> _Task list_
1. In the topic modeling assignment below, how many points does each answer in the email earn?
2. Continue the topic modeling assignment after its last sentence.

> _Text excerpt_
● ● ● ●
If you are not familiar with how to take screenshots on your computer, do some Googling to find out the answer, or ask on Twitter for help. You will also need to learn how to post photos on Twitter.

Non-Technical Requirements

After reading the Friday texts about topic modeling and trying out MALLET yourself, you should be able to figure out answers to the following two questions:

  1. Suppose we wanted to create a topic model of the runaway slave ads we have collected on our Google Spreadsheet. What first steps would we have to take to get from our spreadsheet of permalinks to a *.mallet file that we could train topics on?
  2. In his Mining the Dispatch project, Robert K. Nelson used MALLET to find articles that were likely to be fugitive slave ads in a large corpus of digitized newspapers. What feature(s) of the Portal to Texas History would have prevented us from using the same method to discover ads in the Telegraph and Texas Register? Be as specific and thorough as possible. (Here’s a hint: do some searching for keywords in the Telegraph and Texas Register on the Portal, and notice what kinds of results you get back. Does the kind of result returned by a keyword search tell you something about the way that the underlying text documents in the Portal are stored and separated from each other?)

Write up an email to me answering both of these questions. You should be able to answer them with just a few sentences in each case—no more than two good-sized paragraphs should do the job.

Summary and Evaluation

Successful completion of this assignment will include:

  • Two screenshots posted to Twitter to satisfy the technical requirements.
  • An email to me answering the two non-technical questions.

Because this assignment has several, separable parts, I will divide up the points for the assignment this way when evaluating your homework: two points for each screenshot, and three points for each answer in the email.
● ● ● ●
> _Record extracts_

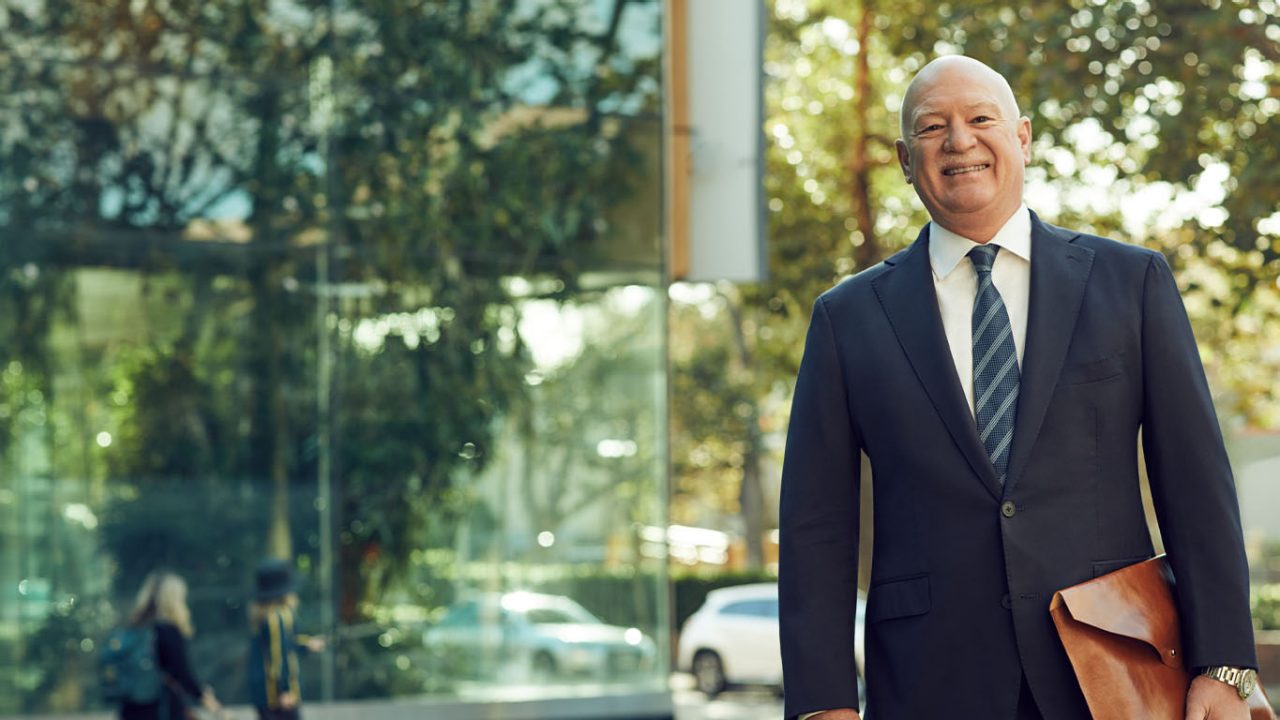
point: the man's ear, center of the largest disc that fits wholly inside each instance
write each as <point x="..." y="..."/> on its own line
● ● ● ●
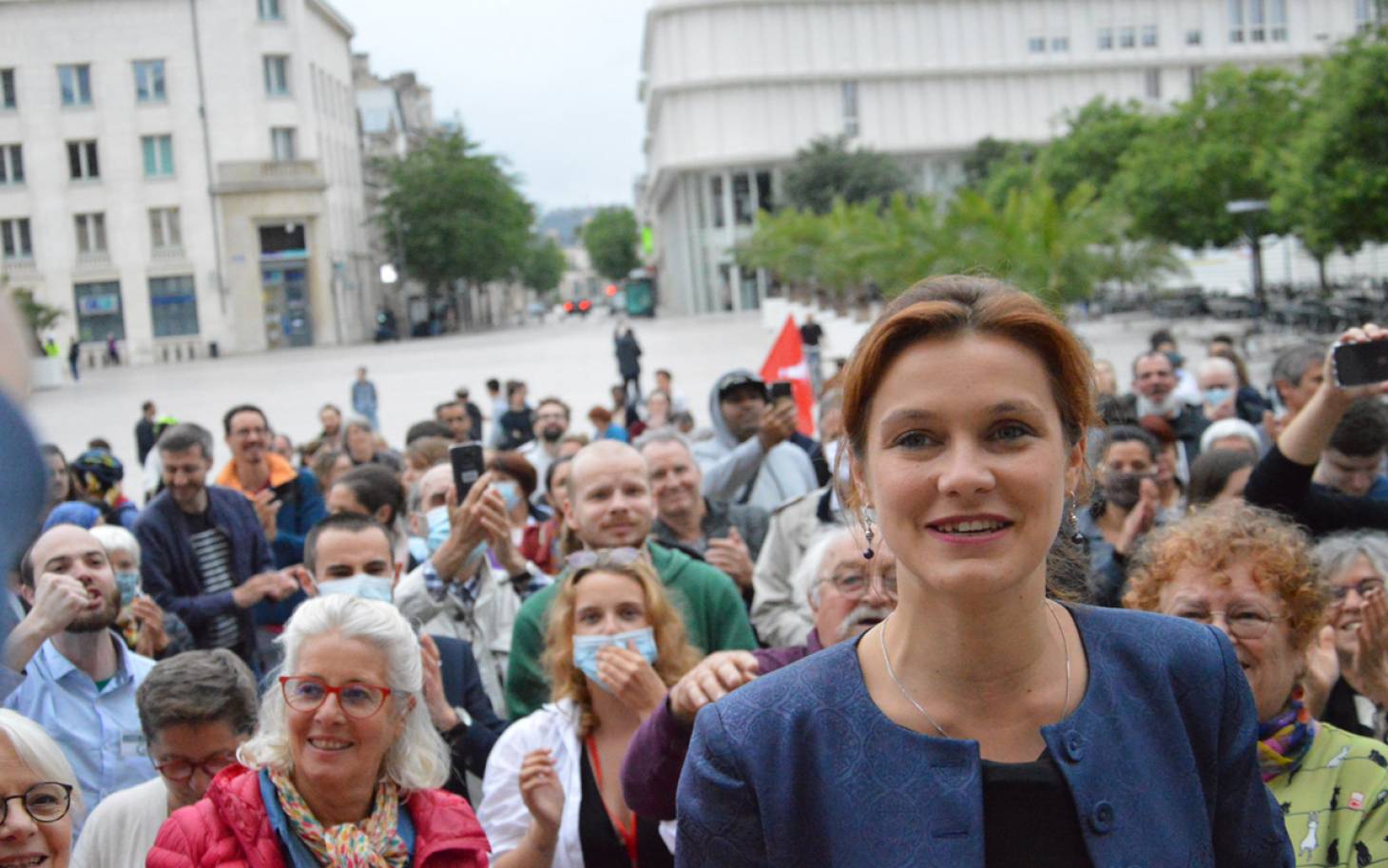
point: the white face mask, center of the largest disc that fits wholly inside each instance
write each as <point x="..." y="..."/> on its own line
● ● ● ●
> _Answers to the exercises_
1. Three points.

2.
Help! I’m Stuck!

There is a good possibility you’ll encounter technical difficulties when doing this assignment. Don’t fret or bang your head against the wall all weekend if you are getting an error message that is not mentioned in the tutorial, or if you are having trouble getting the same results shown in the tutorial. Instead, get help!

You can always take to Twitter if you need help. If you are getting error messages in your terminal that are longer than 140-characters or difficult to explain, you can also use a Gist, as you did in the first homework, to get help. Copy and paste the strange output of your terminal into a Gist, putting an explanation of what produced it in the Gist "description," and then tweet the URL to that Gist to our course hashtag to see if I or another student can help. (And remember, helping out other students is a way to score well on the Team Participation part of your grade.)

Remember, though, the academic integrity policies for the course. Do not get someone else to do the work for you and be sure to acknowledge any pointers or technical assistance you received—in this case by noting it in your email to me.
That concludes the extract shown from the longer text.